# WRITTEN TASK
Recast every line of the records below as a Markdown table with two columns, "No." for the row number and "Line" for the line itself, leaving out any blank lines.

# MATERIAL PROVIDED
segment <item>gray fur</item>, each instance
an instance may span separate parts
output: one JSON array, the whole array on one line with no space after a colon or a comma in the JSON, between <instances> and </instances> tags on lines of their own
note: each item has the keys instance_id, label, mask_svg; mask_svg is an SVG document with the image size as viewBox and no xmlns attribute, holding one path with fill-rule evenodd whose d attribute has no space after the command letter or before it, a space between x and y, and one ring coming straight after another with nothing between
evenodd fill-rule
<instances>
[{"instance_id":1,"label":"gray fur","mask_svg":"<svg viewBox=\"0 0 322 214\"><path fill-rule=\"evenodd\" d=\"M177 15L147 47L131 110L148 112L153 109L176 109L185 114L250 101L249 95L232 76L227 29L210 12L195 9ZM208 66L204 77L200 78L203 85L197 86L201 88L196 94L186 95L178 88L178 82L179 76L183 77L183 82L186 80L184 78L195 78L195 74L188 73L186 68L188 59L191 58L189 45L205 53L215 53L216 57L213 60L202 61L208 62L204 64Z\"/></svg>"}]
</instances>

# TASK SOLUTION
| No. | Line |
|---|---|
| 1 | segment <item>gray fur</item>, each instance |
| 2 | an instance may span separate parts |
| 3 | output: one JSON array, the whole array on one line with no space after a colon or a comma in the JSON, between <instances> and </instances> tags on lines of their own |
| 4 | note: each item has the keys instance_id, label, mask_svg; mask_svg is an SVG document with the image size as viewBox and no xmlns attribute, holding one path with fill-rule evenodd whose d attribute has no space after the command letter or before it, a space between x and y, and one ring coming straight after another with nothing between |
| 5 | evenodd fill-rule |
| 6 | <instances> |
| 7 | [{"instance_id":1,"label":"gray fur","mask_svg":"<svg viewBox=\"0 0 322 214\"><path fill-rule=\"evenodd\" d=\"M177 15L147 47L131 110L148 112L153 109L176 109L185 114L250 101L249 95L232 76L227 29L210 12L195 9ZM208 66L204 77L200 78L203 85L197 86L201 88L196 94L186 95L178 88L178 82L179 76L183 77L183 82L186 80L184 78L195 78L195 74L188 73L186 68L188 59L191 58L189 45L205 53L215 53L216 57L213 60L202 61L208 62L204 64Z\"/></svg>"}] |
| 8 | </instances> |